ASSIGNED TASK ▸ Give the data back exactly. Leave out any images.
--------------------------------
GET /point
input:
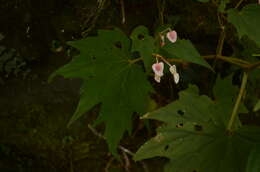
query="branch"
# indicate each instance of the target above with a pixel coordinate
(125, 150)
(235, 109)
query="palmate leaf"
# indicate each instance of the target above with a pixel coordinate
(110, 79)
(194, 137)
(247, 21)
(184, 50)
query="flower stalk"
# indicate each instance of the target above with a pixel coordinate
(238, 100)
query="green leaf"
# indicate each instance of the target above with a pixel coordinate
(144, 44)
(222, 5)
(246, 21)
(108, 78)
(194, 136)
(253, 164)
(184, 50)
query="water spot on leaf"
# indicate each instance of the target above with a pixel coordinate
(135, 54)
(166, 147)
(140, 37)
(118, 44)
(158, 138)
(180, 112)
(180, 125)
(198, 127)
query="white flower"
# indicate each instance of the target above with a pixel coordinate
(175, 74)
(158, 68)
(172, 36)
(157, 78)
(162, 43)
(158, 71)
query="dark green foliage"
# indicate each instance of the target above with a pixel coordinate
(111, 79)
(195, 135)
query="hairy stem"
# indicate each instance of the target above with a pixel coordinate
(235, 109)
(239, 2)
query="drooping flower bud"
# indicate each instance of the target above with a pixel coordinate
(175, 74)
(162, 43)
(172, 36)
(158, 71)
(158, 68)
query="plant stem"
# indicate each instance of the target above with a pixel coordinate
(122, 11)
(235, 109)
(239, 3)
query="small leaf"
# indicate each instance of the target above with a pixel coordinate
(246, 21)
(183, 49)
(144, 44)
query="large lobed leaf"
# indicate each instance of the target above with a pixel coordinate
(247, 21)
(194, 137)
(109, 79)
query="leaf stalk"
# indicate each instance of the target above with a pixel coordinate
(238, 100)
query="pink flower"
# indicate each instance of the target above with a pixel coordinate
(162, 43)
(175, 74)
(158, 71)
(172, 36)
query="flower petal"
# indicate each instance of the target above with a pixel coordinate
(173, 69)
(157, 78)
(158, 68)
(176, 77)
(172, 36)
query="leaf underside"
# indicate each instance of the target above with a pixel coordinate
(194, 136)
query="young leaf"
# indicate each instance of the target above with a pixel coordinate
(109, 79)
(183, 49)
(144, 44)
(246, 21)
(195, 134)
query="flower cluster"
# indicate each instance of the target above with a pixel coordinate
(159, 66)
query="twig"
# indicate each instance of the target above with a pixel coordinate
(122, 11)
(238, 4)
(95, 132)
(235, 109)
(127, 162)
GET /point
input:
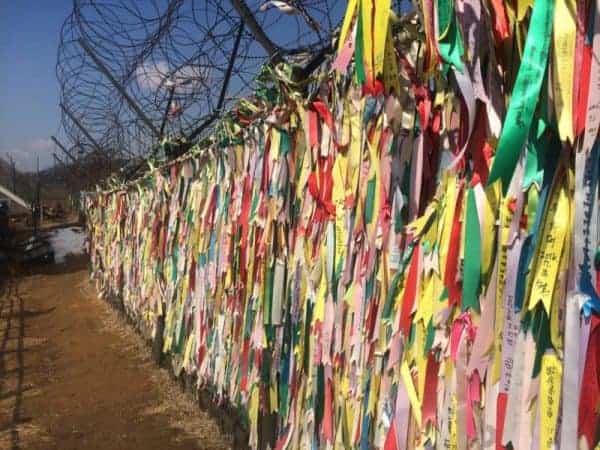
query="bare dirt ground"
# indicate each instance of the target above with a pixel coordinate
(74, 375)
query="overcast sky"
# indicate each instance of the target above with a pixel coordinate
(29, 114)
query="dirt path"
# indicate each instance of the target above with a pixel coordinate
(73, 375)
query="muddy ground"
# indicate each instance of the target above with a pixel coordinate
(74, 375)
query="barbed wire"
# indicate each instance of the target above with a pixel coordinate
(180, 62)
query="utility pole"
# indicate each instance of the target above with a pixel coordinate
(13, 172)
(118, 86)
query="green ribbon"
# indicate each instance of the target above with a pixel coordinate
(358, 50)
(525, 94)
(450, 40)
(472, 264)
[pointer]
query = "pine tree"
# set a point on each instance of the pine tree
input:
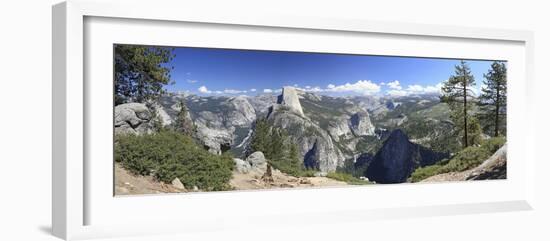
--------------------------------
SOLVED EXERCISE ▸
GET /point
input:
query="branch"
# indicate each instance of the target above with a pixel coordinate
(125, 150)
(235, 109)
query="palmate leaf"
# indicate each instance of the target above with a pixel coordinate
(110, 79)
(194, 137)
(247, 21)
(184, 50)
query="flower stalk"
# indicate each instance of the target above with a pixel coordinate
(238, 100)
query="green leaf"
# indicate each instance of the target above with a pixel coordinate
(144, 44)
(222, 5)
(246, 21)
(108, 78)
(194, 136)
(253, 164)
(184, 50)
query="water spot on leaf"
# indicate each instance of the target above with a pixel coordinate
(135, 54)
(166, 147)
(140, 37)
(118, 44)
(158, 138)
(180, 112)
(180, 125)
(198, 127)
query="white flower"
# indicate each instance of the target above with a pixel coordinate
(175, 74)
(158, 68)
(172, 36)
(157, 78)
(162, 43)
(158, 71)
query="dark green foliage"
# indicate each instance of the target above with a pixel coordinate
(111, 79)
(195, 135)
query="hairy stem"
# indicate each instance of the target above with a pixel coordinate
(235, 109)
(239, 2)
query="drooping flower bud"
# indicate each instance of the target above with a pixel coordinate
(175, 74)
(162, 43)
(172, 36)
(158, 71)
(158, 68)
query="plant stem"
# indicate each instance of the target above with a pixel coordinate
(122, 11)
(235, 109)
(239, 3)
query="small leaf"
# indicate each instance of the target above with a pixel coordinate
(246, 21)
(183, 49)
(144, 44)
query="large lobed leaf"
# indicate each instance of the target above with a pixel coordinate
(247, 21)
(194, 137)
(109, 79)
query="leaf stalk"
# indicate each instance of the target above with a pixel coordinate
(238, 100)
query="pink flower"
# indicate each instance of the target above with a pixel coordinate
(162, 43)
(175, 74)
(158, 71)
(172, 36)
query="flower petal"
# indicate each instance of the target above with a pixel coordinate
(173, 69)
(157, 78)
(158, 68)
(176, 77)
(172, 36)
query="leaf underside"
# indicate each instance of the target above with a pixel coordinate
(194, 136)
query="young leaf"
# indicate each instance of the target above with a pixel coordinate
(109, 79)
(183, 49)
(144, 44)
(246, 21)
(195, 134)
query="flower cluster"
# indicate each instance of the target above with a pixel coordinate
(159, 66)
query="twig"
# indicate each instance of the target above with a pixel coordinate
(122, 11)
(238, 4)
(95, 132)
(235, 109)
(127, 162)
GET /point
input:
query="bare dirt ground"
# indicate each instance of the target above with a pixel coordinate
(74, 375)
query="overcast sky"
# indicate each instance of the target above with a pixel coordinate
(29, 114)
query="dirt path"
# indicate each instance of the target above with a pixel coordinate
(73, 375)
query="muddy ground"
# indicate each instance of the target above with a pixel coordinate
(74, 375)
query="barbed wire"
# indicate each instance of the target above with a pixel coordinate
(180, 62)
query="utility pole"
# indicate each instance of the target above with a pixel coordinate
(13, 172)
(118, 86)
query="green ribbon"
# indicate each instance of the target above with a pixel coordinate
(358, 50)
(525, 94)
(450, 40)
(472, 264)
[pointer]
query = "pine tree"
# set a point on each instance of the pine tree
input:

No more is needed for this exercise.